TASK PROMPT: Any pictures in the records below must be left out when you repeat the lines from the line containing "[pin] dry brown grass -- one per line" through the line containing "[pin] overcast sky -- one per line" exactly.

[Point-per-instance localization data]
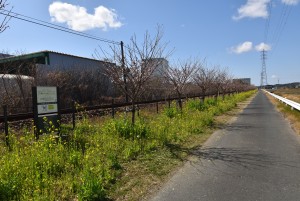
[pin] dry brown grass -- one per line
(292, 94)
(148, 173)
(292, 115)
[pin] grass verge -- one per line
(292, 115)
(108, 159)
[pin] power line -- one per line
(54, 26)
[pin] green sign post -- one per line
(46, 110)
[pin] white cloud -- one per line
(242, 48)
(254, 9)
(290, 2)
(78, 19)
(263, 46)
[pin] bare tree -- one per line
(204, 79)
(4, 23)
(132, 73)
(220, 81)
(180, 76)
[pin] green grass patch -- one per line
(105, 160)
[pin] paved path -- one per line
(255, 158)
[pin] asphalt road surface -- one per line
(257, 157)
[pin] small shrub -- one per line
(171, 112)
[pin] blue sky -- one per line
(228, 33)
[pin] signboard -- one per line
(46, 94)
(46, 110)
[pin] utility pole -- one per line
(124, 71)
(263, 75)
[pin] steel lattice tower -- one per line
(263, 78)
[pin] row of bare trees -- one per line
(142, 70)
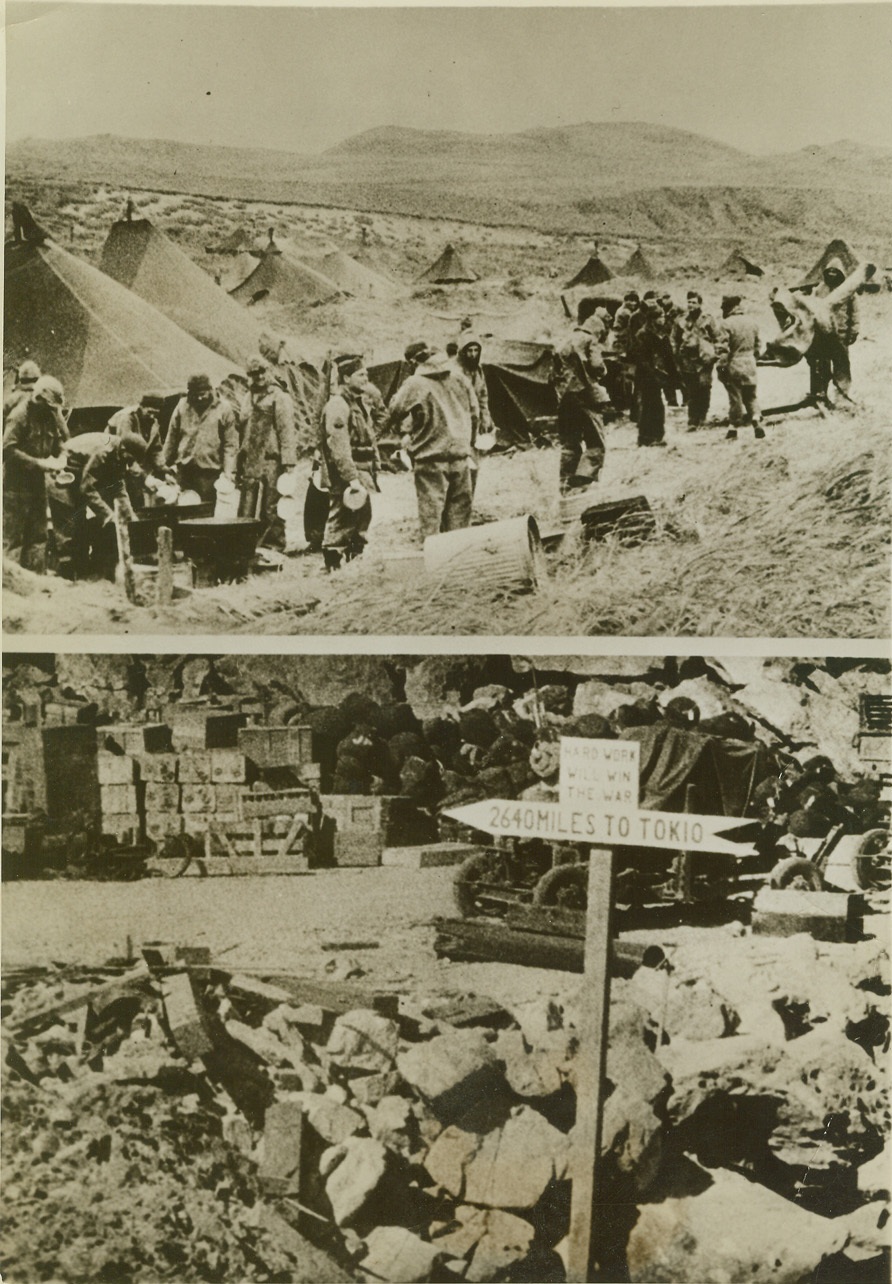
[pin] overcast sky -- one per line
...
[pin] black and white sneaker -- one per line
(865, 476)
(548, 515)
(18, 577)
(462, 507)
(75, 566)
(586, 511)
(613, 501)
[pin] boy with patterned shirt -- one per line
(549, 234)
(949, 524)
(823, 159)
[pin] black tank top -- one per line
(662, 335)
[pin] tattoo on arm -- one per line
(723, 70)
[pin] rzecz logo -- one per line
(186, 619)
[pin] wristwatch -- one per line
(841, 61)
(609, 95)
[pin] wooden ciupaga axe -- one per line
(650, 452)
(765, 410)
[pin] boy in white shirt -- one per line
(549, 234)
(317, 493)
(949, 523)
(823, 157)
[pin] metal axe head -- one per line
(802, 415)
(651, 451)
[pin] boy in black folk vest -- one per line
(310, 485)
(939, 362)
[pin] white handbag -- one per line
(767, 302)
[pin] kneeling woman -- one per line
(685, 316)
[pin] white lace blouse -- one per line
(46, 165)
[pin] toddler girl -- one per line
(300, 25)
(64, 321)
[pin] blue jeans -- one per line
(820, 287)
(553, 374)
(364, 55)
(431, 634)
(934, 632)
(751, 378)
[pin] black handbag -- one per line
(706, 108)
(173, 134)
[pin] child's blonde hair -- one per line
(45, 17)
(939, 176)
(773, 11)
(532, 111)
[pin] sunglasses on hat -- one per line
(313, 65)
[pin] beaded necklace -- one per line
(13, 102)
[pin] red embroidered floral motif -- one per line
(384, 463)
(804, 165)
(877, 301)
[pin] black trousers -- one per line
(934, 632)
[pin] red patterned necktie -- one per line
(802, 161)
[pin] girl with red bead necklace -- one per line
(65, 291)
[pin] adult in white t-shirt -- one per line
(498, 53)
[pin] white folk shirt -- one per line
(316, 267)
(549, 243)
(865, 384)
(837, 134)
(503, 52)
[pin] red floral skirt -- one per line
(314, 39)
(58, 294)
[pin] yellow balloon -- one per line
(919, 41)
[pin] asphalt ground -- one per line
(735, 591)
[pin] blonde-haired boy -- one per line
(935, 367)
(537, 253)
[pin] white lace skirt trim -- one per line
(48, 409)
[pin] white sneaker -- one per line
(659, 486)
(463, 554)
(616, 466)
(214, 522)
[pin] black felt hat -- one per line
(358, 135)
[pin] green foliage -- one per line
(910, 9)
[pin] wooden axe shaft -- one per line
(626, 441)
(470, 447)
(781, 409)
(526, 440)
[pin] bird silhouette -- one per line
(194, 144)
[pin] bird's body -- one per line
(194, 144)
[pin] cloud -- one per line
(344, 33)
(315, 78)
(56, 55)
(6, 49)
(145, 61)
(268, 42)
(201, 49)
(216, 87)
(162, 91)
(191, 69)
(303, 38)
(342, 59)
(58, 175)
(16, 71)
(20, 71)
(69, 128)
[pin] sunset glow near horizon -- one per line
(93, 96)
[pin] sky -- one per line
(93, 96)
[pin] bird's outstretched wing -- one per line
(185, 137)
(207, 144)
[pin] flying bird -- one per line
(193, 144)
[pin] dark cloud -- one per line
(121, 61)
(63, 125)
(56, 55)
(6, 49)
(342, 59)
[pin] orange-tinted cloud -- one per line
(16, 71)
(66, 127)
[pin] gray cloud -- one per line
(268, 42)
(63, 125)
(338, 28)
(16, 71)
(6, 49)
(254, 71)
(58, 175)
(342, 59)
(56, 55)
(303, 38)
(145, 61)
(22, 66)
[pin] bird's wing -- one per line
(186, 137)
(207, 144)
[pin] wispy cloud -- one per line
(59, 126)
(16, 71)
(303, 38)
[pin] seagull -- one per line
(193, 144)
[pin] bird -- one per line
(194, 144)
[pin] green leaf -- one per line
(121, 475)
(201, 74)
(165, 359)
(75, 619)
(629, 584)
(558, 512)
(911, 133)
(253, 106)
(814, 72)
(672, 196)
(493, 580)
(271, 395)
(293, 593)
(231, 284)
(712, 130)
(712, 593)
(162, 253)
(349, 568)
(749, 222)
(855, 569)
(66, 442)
--
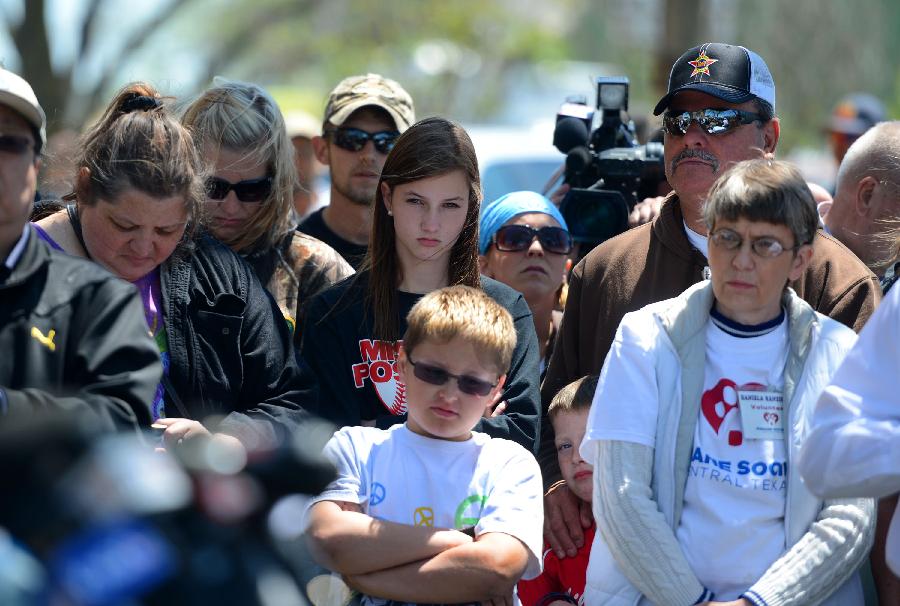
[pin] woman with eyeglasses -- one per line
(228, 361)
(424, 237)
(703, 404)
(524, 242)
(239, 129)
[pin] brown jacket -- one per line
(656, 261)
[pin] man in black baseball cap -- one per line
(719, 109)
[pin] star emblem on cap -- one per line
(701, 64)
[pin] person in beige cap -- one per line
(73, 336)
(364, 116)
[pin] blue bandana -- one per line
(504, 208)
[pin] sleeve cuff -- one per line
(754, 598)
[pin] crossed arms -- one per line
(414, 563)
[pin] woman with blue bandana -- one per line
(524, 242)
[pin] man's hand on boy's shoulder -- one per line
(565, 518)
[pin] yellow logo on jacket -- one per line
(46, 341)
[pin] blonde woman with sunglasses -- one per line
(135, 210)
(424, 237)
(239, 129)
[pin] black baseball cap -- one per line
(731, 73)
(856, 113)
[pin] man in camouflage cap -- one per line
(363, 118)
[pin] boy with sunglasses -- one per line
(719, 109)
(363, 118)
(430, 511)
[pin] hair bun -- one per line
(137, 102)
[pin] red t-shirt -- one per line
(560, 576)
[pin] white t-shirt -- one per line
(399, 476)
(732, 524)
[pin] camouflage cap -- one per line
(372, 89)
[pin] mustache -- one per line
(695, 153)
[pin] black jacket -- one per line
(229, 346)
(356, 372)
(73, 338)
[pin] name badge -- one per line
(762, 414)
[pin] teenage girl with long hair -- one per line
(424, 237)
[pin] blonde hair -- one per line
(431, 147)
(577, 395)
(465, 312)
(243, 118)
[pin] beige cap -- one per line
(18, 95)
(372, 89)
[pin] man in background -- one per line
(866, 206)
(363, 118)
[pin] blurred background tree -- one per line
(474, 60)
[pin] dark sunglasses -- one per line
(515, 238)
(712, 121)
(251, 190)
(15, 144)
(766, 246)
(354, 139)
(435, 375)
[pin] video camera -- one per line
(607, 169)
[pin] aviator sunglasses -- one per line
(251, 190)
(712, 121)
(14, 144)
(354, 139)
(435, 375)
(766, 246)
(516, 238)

RESULT BELOW:
[pin] dry brown grass -- one per line
(292, 94)
(148, 173)
(292, 115)
[pin] grass verge -- one per line
(292, 115)
(108, 159)
[pin] power line -- one per line
(54, 26)
[pin] green sign post -- one per line
(46, 110)
[pin] white cloud -- one per line
(242, 48)
(254, 9)
(290, 2)
(78, 19)
(263, 46)
[pin] bare tree -- one per line
(204, 79)
(4, 23)
(132, 73)
(220, 81)
(180, 76)
[pin] green grass patch -- one per line
(105, 160)
[pin] paved path -- one per line
(255, 158)
[pin] asphalt road surface -- one per line
(257, 157)
[pin] small shrub -- one per line
(171, 112)
[pin] blue sky -- one per line
(228, 33)
[pin] signboard -- one per line
(46, 94)
(46, 110)
[pin] utility pole -- one per line
(124, 71)
(263, 75)
[pin] steel lattice tower -- one per line
(263, 78)
[pin] row of bare trees -- one per line
(142, 70)
[pin] overcast sky -- one per line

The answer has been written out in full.